> Tasks to complete
**A)** How would you put this sentence from the Pentagon article into Spanish: "The fortress has not been well-fortified for some time."?
**B)** Answer these questions from the Pentagon article:
(i) In what year did the massive renovation effort begin?
(ii) How many people were killed aboard the plane?
(iii) How many civilians and military personnel died from the impact and resulting inferno?

====== Extract

Pentagon, a Vulnerable Building, Was Hit in Least Vulnerable Spot
ARLINGTON, Va. — The fortress has not been well-fortified for some time.
Planes fly over it. Buses drive up to it. The subway stops under it. And until this year, commercial trucks were able to drive right into it.
The Pentagon, built to be as strong and impenetrable as this country always hoped its military would be, has been the focus of intense concern for more than a decade among the people charged with keeping its workers and its secrets secure.
Defense officials Saturday credited safety measures instituted as part of a massive renovation effort, which began in 1994, with saving lives and preventing further damage from Tuesday’s crash of a hijacked American Airlines jet.
In addition to the 64 people killed aboard the plane, 125 civilians and military personnel died from the impact and resulting inferno.

============
====== Entries supplied

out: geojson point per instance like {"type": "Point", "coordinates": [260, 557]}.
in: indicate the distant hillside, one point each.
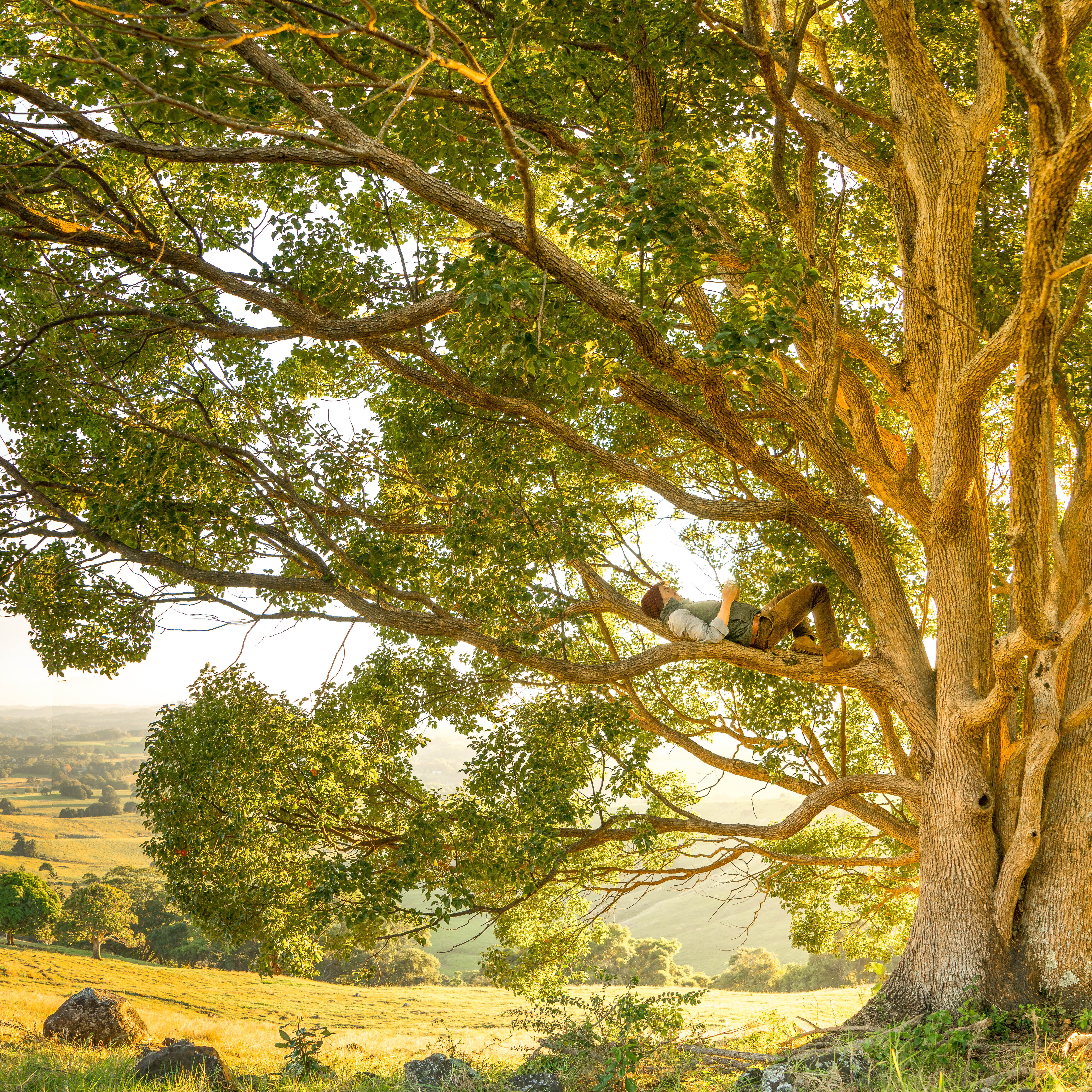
{"type": "Point", "coordinates": [711, 921]}
{"type": "Point", "coordinates": [68, 722]}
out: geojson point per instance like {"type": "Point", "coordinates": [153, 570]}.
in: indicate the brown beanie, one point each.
{"type": "Point", "coordinates": [653, 602]}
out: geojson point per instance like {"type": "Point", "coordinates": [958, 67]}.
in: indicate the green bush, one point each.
{"type": "Point", "coordinates": [610, 1040]}
{"type": "Point", "coordinates": [751, 970]}
{"type": "Point", "coordinates": [650, 961]}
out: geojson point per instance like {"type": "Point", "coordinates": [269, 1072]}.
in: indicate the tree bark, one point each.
{"type": "Point", "coordinates": [1055, 918]}
{"type": "Point", "coordinates": [954, 944]}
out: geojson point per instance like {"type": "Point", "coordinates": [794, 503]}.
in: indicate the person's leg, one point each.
{"type": "Point", "coordinates": [805, 638]}
{"type": "Point", "coordinates": [790, 612]}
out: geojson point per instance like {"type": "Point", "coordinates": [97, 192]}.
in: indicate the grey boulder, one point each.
{"type": "Point", "coordinates": [437, 1068]}
{"type": "Point", "coordinates": [542, 1082]}
{"type": "Point", "coordinates": [99, 1018]}
{"type": "Point", "coordinates": [183, 1056]}
{"type": "Point", "coordinates": [852, 1066]}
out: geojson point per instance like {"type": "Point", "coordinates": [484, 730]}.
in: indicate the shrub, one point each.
{"type": "Point", "coordinates": [100, 912]}
{"type": "Point", "coordinates": [752, 970]}
{"type": "Point", "coordinates": [618, 954]}
{"type": "Point", "coordinates": [28, 907]}
{"type": "Point", "coordinates": [304, 1044]}
{"type": "Point", "coordinates": [74, 791]}
{"type": "Point", "coordinates": [610, 1040]}
{"type": "Point", "coordinates": [400, 961]}
{"type": "Point", "coordinates": [26, 847]}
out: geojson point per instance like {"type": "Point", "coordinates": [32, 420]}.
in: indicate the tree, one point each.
{"type": "Point", "coordinates": [25, 847]}
{"type": "Point", "coordinates": [28, 907]}
{"type": "Point", "coordinates": [751, 970]}
{"type": "Point", "coordinates": [109, 805]}
{"type": "Point", "coordinates": [805, 282]}
{"type": "Point", "coordinates": [100, 912]}
{"type": "Point", "coordinates": [616, 953]}
{"type": "Point", "coordinates": [75, 791]}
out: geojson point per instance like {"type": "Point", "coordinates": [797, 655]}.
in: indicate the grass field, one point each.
{"type": "Point", "coordinates": [377, 1029]}
{"type": "Point", "coordinates": [105, 842]}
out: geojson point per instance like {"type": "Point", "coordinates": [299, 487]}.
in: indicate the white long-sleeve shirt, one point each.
{"type": "Point", "coordinates": [689, 627]}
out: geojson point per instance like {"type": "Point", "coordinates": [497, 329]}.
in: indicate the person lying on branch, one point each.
{"type": "Point", "coordinates": [759, 627]}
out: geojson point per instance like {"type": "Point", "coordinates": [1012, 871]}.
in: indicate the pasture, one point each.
{"type": "Point", "coordinates": [375, 1030]}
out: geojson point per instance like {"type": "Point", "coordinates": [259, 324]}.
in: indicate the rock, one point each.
{"type": "Point", "coordinates": [99, 1018]}
{"type": "Point", "coordinates": [542, 1082]}
{"type": "Point", "coordinates": [852, 1067]}
{"type": "Point", "coordinates": [436, 1070]}
{"type": "Point", "coordinates": [776, 1079]}
{"type": "Point", "coordinates": [183, 1056]}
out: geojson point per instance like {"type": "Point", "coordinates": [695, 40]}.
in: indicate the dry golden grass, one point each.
{"type": "Point", "coordinates": [116, 840]}
{"type": "Point", "coordinates": [376, 1030]}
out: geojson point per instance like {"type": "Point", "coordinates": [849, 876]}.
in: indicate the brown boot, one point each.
{"type": "Point", "coordinates": [841, 659]}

============

> Answers to the problems
**A)** La fortaleza no ha estado bien fortificada desde hace tiempo.

**B)**
(i) 1994
(ii) 64
(iii) 125